Exercise description
Show every line below that contains the word "wooden", copying each of those lines in full.

--

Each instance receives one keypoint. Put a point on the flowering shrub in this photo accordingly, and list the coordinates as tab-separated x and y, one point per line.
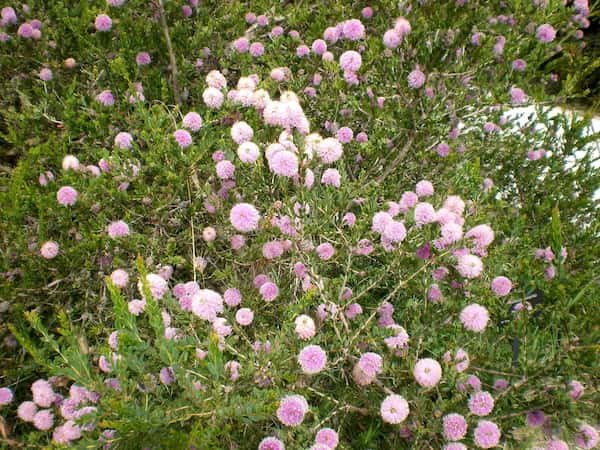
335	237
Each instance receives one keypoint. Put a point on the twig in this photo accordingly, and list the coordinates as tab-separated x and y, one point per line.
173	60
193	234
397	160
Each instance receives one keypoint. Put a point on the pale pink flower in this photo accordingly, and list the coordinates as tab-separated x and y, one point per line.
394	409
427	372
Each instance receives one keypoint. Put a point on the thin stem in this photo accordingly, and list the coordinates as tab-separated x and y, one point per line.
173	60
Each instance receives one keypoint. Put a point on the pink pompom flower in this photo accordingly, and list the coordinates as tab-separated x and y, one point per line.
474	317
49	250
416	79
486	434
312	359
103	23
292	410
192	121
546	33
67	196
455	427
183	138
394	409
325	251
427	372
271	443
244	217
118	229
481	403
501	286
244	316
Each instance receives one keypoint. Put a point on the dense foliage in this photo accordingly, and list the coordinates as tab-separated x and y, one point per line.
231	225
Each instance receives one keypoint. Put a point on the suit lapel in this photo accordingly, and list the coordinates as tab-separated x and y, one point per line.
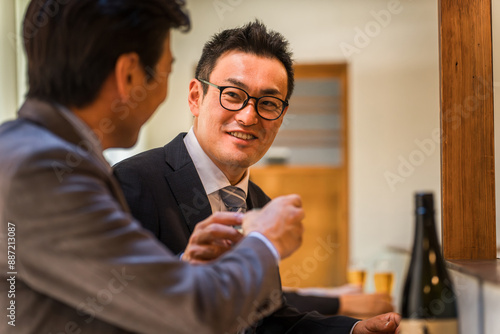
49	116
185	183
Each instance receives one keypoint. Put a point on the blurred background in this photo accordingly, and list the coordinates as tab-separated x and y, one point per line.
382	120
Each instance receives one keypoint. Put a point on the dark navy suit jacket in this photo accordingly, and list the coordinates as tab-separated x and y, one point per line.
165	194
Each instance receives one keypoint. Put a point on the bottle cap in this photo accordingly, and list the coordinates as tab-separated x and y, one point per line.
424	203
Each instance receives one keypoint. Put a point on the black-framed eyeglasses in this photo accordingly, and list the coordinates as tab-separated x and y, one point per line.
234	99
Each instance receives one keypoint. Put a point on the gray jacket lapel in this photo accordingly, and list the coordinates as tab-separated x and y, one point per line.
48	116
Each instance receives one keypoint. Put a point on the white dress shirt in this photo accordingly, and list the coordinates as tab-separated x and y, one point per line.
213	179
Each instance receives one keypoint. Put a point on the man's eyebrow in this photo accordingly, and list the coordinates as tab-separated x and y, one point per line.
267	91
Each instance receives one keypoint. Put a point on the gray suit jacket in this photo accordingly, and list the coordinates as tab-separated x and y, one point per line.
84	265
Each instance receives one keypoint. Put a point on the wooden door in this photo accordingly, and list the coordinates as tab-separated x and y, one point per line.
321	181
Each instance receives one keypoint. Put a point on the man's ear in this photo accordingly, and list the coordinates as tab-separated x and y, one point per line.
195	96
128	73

--

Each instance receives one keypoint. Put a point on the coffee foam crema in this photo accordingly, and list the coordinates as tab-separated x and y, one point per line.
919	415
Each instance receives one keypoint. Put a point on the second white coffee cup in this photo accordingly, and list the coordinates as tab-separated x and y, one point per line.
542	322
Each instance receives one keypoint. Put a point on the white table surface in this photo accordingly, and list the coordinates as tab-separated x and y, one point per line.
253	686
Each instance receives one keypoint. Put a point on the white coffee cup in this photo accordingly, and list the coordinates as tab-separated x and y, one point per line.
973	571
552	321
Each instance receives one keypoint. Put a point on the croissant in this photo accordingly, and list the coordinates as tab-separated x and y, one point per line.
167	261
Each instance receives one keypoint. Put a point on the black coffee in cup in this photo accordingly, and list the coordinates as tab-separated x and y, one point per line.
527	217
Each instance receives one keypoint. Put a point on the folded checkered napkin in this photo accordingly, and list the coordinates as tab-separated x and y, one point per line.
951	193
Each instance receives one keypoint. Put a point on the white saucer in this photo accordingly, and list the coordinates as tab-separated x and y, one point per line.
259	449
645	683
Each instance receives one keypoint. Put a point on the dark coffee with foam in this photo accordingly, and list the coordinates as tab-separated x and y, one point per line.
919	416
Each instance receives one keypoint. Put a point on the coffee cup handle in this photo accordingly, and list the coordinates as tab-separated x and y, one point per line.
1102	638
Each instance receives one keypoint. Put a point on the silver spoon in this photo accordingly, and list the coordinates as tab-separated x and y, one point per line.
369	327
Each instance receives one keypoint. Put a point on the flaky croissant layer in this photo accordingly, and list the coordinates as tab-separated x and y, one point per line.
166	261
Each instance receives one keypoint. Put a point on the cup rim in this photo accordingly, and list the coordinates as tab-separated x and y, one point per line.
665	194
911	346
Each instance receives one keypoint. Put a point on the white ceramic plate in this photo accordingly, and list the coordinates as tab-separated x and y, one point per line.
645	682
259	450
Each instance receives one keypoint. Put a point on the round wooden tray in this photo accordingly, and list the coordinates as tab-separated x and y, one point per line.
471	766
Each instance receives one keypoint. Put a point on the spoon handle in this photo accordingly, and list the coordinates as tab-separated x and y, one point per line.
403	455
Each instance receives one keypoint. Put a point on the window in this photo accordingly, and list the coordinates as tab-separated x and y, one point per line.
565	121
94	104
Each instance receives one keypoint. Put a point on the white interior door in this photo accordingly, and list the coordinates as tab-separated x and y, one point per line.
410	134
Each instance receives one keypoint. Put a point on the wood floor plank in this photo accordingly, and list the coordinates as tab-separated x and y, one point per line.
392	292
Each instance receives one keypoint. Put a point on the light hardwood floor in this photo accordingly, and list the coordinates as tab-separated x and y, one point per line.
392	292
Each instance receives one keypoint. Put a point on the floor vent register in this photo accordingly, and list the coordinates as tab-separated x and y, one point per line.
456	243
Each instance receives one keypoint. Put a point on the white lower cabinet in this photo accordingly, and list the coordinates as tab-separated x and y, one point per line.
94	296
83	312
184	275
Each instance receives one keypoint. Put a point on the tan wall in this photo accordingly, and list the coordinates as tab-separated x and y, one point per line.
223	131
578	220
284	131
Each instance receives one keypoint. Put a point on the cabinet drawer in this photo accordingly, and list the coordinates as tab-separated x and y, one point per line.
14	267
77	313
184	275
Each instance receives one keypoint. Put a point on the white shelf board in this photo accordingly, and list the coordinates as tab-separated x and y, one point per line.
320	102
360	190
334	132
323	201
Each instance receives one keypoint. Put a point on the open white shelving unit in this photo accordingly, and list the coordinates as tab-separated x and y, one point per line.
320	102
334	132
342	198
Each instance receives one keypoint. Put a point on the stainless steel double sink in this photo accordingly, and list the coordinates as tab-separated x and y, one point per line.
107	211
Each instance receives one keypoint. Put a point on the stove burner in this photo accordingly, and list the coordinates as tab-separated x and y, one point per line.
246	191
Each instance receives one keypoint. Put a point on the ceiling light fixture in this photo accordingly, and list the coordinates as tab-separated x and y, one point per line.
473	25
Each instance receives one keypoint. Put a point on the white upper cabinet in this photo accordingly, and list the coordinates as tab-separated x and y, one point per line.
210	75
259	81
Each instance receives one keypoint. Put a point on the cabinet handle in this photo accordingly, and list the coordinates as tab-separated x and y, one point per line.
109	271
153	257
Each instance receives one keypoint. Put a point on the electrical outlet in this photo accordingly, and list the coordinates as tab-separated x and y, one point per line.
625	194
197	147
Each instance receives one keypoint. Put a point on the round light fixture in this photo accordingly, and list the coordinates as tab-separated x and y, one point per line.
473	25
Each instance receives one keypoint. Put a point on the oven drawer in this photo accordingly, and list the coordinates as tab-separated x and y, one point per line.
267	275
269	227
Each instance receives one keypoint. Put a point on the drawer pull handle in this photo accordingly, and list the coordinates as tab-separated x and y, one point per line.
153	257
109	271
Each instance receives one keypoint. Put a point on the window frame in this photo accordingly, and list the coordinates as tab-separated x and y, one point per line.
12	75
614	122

--

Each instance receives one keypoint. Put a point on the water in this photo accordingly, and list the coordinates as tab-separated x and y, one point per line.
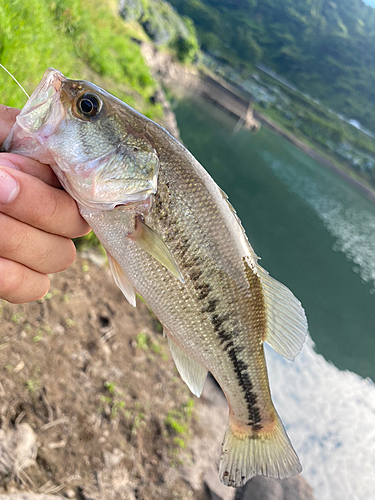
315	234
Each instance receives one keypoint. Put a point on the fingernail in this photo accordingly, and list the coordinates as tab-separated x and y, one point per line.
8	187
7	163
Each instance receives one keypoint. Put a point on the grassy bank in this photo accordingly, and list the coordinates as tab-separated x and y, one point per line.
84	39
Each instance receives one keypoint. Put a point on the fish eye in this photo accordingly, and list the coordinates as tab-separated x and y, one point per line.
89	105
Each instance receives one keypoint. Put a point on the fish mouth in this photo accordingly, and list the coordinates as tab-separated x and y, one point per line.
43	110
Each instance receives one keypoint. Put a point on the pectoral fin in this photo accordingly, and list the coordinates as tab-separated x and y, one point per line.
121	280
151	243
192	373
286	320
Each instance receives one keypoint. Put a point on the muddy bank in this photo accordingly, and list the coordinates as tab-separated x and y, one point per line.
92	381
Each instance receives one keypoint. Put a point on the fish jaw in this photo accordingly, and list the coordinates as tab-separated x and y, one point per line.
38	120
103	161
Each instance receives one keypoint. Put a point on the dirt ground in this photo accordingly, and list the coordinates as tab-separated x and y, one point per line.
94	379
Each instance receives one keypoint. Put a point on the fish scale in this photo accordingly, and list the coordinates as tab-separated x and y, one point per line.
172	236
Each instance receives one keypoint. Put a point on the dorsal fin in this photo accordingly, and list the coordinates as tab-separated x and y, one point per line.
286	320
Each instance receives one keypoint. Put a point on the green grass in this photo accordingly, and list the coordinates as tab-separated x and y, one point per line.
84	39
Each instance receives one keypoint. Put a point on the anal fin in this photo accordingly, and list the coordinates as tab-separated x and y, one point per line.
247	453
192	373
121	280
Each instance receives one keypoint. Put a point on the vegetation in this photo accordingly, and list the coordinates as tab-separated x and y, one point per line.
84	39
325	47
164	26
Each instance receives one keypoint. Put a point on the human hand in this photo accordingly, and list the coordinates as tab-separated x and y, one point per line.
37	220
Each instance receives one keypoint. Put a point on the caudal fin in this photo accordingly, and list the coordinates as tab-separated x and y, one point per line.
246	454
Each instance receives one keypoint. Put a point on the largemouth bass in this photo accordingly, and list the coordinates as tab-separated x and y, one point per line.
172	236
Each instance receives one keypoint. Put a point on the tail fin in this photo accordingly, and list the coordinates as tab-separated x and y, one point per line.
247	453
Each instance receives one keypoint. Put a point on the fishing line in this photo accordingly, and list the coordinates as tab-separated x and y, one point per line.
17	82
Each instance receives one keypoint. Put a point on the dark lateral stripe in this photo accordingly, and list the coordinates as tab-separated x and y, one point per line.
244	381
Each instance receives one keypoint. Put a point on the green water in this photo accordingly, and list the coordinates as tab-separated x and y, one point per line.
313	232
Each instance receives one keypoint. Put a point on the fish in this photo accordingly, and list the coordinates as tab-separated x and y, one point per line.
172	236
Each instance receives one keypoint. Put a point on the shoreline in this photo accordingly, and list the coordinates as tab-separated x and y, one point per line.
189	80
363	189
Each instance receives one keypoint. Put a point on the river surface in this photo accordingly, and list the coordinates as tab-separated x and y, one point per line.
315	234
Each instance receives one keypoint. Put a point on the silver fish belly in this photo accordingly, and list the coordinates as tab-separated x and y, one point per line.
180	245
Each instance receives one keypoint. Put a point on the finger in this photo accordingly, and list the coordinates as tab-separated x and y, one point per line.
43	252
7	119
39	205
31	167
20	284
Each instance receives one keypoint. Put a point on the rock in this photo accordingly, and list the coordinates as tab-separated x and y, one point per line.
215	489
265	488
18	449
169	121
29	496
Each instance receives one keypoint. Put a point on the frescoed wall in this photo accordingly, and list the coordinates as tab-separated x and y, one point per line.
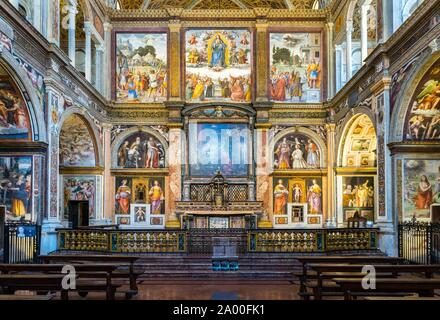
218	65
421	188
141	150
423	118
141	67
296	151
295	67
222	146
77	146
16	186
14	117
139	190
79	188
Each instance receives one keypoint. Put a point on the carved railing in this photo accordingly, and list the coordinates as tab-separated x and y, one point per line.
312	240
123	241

--

Solution to this task
Each instance receives one keypoint. Put a point on the wooden door in this photo accordingly, and list the coordinates as tab-separated x and y, one point per line.
Each instance receives one keypoint. Put a point on the round wooden tray in this photo accordingly, and list the coordinates as tab-separated x and y, one point per line.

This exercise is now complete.